[Part of a data file]
- - -

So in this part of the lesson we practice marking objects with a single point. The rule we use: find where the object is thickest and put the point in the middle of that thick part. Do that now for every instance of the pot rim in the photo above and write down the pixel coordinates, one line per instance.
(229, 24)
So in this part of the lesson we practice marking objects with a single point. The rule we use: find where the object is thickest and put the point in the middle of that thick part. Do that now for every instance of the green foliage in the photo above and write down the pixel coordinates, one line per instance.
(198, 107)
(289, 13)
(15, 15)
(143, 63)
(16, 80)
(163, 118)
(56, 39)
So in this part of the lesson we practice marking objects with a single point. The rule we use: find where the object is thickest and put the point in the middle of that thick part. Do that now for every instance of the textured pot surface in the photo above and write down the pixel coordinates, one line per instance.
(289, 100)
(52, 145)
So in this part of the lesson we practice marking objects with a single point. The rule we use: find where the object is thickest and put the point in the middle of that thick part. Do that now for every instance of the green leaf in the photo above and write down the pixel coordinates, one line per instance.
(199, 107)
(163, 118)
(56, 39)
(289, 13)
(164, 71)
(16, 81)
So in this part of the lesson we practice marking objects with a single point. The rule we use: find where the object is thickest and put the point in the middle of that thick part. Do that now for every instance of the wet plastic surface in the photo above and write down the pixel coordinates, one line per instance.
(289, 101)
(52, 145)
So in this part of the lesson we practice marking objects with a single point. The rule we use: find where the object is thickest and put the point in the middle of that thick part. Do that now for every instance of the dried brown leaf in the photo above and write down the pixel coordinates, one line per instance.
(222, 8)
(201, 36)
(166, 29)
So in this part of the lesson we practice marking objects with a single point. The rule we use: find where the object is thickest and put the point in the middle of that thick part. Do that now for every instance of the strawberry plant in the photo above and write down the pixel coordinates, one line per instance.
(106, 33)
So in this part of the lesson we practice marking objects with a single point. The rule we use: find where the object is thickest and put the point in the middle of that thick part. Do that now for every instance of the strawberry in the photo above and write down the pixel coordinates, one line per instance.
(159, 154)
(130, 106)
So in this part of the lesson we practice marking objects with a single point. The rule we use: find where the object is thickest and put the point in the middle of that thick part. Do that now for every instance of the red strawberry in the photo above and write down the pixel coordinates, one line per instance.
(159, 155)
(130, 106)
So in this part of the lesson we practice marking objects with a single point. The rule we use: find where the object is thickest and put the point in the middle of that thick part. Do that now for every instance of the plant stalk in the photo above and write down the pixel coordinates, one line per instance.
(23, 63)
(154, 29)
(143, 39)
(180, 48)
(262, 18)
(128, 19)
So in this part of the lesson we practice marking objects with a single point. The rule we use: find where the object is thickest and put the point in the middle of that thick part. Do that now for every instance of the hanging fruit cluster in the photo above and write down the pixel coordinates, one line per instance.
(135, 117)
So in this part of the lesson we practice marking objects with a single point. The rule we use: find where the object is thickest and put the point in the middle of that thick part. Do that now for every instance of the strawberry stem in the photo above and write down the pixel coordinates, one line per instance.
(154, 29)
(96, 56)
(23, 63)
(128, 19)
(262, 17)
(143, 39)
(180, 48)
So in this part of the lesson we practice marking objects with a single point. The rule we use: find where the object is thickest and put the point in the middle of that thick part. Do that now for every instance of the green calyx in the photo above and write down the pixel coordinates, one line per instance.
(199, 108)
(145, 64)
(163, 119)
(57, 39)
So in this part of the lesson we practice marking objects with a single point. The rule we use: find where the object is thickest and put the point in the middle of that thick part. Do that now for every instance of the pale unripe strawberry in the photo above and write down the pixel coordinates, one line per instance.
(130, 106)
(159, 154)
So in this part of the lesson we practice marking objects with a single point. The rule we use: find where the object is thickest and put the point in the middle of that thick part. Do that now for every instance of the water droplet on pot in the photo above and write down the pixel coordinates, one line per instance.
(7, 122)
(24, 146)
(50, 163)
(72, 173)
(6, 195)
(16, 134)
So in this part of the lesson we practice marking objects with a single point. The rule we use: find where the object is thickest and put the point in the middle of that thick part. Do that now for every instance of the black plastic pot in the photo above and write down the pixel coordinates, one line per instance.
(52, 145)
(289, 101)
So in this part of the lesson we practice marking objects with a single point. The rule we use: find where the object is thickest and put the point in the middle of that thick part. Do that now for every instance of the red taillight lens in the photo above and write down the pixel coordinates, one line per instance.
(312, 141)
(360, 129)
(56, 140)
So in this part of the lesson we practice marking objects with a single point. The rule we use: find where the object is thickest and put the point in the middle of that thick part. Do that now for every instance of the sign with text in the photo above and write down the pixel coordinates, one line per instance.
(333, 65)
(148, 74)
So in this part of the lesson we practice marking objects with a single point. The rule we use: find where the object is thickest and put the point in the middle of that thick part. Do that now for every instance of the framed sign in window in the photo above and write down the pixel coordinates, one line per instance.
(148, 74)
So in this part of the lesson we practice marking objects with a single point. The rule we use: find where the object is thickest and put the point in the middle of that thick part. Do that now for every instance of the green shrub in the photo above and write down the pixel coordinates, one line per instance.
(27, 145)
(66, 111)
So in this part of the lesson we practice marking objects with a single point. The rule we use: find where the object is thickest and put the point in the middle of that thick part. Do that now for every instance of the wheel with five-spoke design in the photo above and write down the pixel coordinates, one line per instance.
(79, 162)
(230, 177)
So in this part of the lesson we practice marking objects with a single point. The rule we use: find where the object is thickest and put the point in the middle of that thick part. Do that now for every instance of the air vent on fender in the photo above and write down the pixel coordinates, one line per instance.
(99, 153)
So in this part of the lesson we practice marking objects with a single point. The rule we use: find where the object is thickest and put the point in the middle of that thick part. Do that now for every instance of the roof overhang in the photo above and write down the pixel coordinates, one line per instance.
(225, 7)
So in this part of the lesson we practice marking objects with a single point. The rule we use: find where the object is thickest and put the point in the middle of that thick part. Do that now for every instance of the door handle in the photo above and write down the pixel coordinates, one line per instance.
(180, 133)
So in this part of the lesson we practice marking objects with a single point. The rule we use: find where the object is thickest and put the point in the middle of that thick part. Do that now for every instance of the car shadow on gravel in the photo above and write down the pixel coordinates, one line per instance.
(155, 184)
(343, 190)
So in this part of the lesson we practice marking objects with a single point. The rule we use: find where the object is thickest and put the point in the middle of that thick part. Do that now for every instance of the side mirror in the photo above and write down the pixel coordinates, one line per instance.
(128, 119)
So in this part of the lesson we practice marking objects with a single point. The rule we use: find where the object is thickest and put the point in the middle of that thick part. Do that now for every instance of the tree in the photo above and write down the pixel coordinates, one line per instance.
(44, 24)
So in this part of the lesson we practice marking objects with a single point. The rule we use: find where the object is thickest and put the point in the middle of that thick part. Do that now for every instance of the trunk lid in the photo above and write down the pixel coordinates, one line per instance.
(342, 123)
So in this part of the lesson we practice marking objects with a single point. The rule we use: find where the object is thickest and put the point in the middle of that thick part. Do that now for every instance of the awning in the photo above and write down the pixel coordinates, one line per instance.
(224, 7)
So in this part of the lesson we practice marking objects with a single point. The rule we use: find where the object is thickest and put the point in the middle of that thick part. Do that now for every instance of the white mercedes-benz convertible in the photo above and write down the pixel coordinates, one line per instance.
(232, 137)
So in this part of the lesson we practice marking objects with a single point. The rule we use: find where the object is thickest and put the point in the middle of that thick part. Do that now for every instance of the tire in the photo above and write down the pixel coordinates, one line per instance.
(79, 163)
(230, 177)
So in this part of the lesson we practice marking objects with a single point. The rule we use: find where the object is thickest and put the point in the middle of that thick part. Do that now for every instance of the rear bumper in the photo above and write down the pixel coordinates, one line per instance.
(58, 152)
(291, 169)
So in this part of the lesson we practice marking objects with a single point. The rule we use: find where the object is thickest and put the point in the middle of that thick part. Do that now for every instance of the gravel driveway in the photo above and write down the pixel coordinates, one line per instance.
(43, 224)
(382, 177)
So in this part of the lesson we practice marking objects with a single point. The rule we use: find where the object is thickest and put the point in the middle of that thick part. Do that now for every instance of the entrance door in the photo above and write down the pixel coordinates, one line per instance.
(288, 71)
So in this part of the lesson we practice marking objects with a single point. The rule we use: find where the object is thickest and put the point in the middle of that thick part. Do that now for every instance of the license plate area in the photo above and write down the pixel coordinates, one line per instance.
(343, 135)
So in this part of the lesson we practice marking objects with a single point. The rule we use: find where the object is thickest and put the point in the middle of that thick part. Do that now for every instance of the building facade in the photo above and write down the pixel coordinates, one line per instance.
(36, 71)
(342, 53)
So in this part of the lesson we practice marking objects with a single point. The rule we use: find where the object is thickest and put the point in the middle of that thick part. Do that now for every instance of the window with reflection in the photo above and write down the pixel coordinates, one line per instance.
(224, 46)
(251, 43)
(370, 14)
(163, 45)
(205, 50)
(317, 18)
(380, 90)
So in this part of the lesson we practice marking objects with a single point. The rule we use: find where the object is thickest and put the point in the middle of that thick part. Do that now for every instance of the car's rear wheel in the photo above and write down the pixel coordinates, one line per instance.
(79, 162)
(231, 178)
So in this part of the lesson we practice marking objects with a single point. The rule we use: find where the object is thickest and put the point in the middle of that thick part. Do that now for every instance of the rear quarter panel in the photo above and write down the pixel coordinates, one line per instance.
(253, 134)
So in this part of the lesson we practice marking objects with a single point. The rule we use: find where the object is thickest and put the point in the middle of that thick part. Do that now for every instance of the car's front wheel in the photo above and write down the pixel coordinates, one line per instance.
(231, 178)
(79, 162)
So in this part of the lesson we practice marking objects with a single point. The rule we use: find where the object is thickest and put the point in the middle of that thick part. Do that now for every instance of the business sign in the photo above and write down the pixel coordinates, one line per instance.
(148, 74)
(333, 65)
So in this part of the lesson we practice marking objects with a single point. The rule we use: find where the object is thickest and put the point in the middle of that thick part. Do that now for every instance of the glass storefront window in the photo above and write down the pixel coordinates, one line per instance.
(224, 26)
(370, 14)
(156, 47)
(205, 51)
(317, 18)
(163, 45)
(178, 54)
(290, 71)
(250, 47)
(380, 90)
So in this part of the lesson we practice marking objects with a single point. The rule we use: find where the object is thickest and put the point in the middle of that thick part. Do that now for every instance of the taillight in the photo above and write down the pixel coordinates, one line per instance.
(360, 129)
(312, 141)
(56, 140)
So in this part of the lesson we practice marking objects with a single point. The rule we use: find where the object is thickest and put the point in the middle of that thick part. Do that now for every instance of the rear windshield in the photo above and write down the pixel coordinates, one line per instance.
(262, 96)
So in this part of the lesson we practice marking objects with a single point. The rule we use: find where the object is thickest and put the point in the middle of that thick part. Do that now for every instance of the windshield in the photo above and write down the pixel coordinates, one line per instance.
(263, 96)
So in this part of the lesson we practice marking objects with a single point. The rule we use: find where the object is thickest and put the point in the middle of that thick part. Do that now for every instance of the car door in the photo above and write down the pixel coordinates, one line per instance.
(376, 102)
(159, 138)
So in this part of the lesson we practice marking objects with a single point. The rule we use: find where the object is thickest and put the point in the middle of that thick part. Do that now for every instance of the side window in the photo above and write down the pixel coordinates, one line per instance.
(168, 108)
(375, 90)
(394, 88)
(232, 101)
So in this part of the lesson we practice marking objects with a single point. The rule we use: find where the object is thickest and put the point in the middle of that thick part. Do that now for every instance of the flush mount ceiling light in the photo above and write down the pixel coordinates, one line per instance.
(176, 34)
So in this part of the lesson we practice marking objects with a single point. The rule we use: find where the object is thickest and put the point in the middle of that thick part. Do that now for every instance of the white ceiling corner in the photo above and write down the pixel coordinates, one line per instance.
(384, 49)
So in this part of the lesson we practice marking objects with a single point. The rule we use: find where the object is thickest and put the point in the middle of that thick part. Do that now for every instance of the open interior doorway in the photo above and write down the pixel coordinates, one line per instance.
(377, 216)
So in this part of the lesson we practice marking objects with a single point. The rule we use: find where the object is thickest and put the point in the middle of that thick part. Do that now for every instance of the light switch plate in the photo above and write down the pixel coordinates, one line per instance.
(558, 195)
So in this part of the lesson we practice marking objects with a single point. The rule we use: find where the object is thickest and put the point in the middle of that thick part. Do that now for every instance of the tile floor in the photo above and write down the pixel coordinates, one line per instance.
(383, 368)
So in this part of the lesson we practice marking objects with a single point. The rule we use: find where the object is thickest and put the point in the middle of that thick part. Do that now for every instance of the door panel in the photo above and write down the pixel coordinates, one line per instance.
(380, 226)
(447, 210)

- - -

Reproduce the lines from the one containing "of the tile" to the end of the entries, keeping both ends and adding nothing.

So in this part of the lesson we practice marking objects with a single point. The rule we use: find where the object is thickest and put the point in the middle of that thick part. Do that now for every instance of the tile floor in the photo above and write down the pixel coordinates, one line per instance.
(383, 368)
So in this part of the lesson we practice marking objects with a single point. The rule we use: find where the object is thickest and put the point in the middle of that thick part. Do that now for every instance of the door panel in the photo above and write down the pixel coordinates, one line per instance.
(380, 226)
(447, 210)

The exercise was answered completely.